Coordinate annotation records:
════════════════

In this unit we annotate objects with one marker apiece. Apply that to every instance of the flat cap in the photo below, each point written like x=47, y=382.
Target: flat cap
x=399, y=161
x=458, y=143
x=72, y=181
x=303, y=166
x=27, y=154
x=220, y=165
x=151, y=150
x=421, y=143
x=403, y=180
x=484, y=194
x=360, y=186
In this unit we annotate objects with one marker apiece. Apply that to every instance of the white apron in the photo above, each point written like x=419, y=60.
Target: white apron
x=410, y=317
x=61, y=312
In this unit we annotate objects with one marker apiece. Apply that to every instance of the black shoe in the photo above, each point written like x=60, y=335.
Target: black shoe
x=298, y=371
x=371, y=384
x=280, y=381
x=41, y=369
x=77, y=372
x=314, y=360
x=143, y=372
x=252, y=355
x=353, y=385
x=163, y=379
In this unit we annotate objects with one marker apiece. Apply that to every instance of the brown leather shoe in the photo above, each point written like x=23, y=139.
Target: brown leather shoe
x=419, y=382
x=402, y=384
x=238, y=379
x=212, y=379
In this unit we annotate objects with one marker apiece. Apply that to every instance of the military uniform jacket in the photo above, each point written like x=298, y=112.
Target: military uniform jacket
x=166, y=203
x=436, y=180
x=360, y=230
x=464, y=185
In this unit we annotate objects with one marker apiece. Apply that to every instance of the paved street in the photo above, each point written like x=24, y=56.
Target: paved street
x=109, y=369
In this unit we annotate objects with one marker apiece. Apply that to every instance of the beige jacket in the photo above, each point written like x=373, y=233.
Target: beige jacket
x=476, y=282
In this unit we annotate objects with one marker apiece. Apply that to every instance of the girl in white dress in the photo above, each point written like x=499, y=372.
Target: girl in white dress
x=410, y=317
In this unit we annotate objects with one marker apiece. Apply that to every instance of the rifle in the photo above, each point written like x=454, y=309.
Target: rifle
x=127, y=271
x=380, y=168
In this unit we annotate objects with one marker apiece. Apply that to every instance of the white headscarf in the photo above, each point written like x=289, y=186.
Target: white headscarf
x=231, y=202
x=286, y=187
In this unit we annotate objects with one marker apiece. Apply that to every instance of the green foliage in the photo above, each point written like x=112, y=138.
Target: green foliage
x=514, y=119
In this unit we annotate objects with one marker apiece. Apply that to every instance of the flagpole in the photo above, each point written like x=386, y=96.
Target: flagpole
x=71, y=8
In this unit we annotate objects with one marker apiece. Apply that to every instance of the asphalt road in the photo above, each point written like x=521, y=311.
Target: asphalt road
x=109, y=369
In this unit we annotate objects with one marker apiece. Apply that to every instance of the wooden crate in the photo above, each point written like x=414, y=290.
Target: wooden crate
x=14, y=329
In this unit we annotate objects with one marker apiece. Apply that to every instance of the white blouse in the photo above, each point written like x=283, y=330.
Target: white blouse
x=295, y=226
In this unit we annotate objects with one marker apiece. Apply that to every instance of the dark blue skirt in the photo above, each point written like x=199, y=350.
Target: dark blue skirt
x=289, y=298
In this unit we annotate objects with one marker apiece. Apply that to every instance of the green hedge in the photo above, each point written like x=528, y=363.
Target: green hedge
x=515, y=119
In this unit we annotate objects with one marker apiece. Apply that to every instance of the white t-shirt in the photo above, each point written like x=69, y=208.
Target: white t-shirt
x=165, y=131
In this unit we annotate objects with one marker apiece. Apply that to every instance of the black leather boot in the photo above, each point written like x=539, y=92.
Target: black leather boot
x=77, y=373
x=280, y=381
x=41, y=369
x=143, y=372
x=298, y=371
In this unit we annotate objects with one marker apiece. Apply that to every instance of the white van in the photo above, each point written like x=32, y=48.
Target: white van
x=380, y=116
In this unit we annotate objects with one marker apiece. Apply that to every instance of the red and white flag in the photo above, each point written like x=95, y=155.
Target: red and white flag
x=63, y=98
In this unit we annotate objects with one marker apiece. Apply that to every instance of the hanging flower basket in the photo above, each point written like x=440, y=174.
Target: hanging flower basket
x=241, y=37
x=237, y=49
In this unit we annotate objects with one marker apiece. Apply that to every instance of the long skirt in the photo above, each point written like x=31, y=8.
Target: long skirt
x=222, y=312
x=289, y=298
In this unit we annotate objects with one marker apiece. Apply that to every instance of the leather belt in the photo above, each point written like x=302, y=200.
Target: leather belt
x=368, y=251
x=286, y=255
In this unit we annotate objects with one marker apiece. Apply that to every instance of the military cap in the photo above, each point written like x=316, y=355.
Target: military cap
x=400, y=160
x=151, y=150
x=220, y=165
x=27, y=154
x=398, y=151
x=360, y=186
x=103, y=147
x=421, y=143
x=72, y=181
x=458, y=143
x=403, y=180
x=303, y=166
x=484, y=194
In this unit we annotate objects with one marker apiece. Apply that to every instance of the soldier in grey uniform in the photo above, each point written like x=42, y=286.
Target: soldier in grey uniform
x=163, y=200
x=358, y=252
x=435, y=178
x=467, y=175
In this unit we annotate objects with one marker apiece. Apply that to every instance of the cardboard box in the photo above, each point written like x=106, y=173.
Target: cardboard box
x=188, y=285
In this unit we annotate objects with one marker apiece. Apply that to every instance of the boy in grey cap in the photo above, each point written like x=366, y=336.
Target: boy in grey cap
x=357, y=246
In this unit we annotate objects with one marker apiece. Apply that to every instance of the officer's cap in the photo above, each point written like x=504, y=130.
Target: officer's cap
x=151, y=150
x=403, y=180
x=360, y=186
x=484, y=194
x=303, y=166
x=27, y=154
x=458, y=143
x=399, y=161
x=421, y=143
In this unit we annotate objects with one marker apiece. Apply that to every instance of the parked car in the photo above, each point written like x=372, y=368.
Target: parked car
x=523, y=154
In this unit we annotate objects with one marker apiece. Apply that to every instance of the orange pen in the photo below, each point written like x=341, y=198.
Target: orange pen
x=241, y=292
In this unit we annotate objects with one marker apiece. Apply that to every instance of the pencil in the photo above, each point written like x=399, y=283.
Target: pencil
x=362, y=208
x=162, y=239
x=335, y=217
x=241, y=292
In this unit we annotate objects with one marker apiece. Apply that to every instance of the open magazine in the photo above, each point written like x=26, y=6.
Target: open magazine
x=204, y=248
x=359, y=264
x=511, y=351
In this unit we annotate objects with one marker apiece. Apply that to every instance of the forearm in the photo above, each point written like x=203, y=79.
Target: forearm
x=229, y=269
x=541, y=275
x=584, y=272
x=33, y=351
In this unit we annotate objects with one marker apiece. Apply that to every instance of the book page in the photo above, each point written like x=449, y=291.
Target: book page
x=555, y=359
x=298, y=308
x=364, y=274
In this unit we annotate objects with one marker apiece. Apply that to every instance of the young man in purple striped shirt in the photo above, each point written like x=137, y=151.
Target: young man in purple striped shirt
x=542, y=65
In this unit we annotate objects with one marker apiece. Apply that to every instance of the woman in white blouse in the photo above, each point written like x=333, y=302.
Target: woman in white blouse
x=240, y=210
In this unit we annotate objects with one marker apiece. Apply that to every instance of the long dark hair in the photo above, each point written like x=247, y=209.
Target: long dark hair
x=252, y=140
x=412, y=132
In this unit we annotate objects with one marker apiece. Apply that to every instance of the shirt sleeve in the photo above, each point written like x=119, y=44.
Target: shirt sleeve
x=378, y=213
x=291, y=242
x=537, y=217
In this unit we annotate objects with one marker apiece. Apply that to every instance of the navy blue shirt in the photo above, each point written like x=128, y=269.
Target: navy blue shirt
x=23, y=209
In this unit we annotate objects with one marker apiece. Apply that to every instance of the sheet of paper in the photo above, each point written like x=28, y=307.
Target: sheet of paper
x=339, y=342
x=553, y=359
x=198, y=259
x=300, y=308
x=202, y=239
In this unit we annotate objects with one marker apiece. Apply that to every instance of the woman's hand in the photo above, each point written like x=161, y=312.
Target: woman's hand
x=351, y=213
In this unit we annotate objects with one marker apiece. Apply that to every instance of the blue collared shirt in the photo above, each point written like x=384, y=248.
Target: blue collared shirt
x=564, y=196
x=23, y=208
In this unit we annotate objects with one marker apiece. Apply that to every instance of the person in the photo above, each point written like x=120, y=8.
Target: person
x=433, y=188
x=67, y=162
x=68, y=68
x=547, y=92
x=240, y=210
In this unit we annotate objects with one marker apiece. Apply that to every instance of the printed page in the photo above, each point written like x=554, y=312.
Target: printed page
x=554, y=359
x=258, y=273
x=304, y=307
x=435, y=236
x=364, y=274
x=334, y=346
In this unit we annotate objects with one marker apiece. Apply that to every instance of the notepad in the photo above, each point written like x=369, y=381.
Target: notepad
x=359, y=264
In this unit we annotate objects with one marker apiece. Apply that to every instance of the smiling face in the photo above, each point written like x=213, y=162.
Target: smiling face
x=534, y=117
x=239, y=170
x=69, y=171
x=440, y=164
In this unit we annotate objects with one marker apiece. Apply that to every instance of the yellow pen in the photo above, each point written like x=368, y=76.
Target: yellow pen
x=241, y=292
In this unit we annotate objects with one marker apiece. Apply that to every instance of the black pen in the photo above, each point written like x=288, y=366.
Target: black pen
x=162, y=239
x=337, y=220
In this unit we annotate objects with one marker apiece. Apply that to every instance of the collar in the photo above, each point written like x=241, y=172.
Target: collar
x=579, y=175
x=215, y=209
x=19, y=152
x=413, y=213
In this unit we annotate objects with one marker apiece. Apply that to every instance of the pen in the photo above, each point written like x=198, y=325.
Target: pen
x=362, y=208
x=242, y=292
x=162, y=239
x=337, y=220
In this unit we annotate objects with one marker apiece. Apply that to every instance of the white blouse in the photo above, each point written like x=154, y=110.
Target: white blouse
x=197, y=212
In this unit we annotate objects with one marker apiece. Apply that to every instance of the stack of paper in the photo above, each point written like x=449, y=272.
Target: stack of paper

════════════════

[Instruction] Beginning with the line that contains "like x=241, y=172.", repeat every line through the end of the records and nothing more.

[Task answer]
In this unit we annotate objects with one marker apiece. Apply that to every instance of the collar in the photo above, each point written like x=241, y=172.
Target: collar
x=579, y=175
x=215, y=209
x=19, y=152
x=413, y=213
In this unit we annotate objects with one marker apiece. Apply that to every instance of the pen in the photo above, each point written like x=198, y=325.
Target: pen
x=362, y=208
x=242, y=292
x=162, y=239
x=337, y=220
In this unit we annotate objects with one marker apiece. Apply that to every instance of the white blouse in the photo above, each point written like x=154, y=110.
Target: white blouse
x=197, y=212
In this unit we annotate objects with one marker apiece. Apply that to every instance of the stack of paper in the photo above, each point written like x=449, y=272.
Target: stack of paper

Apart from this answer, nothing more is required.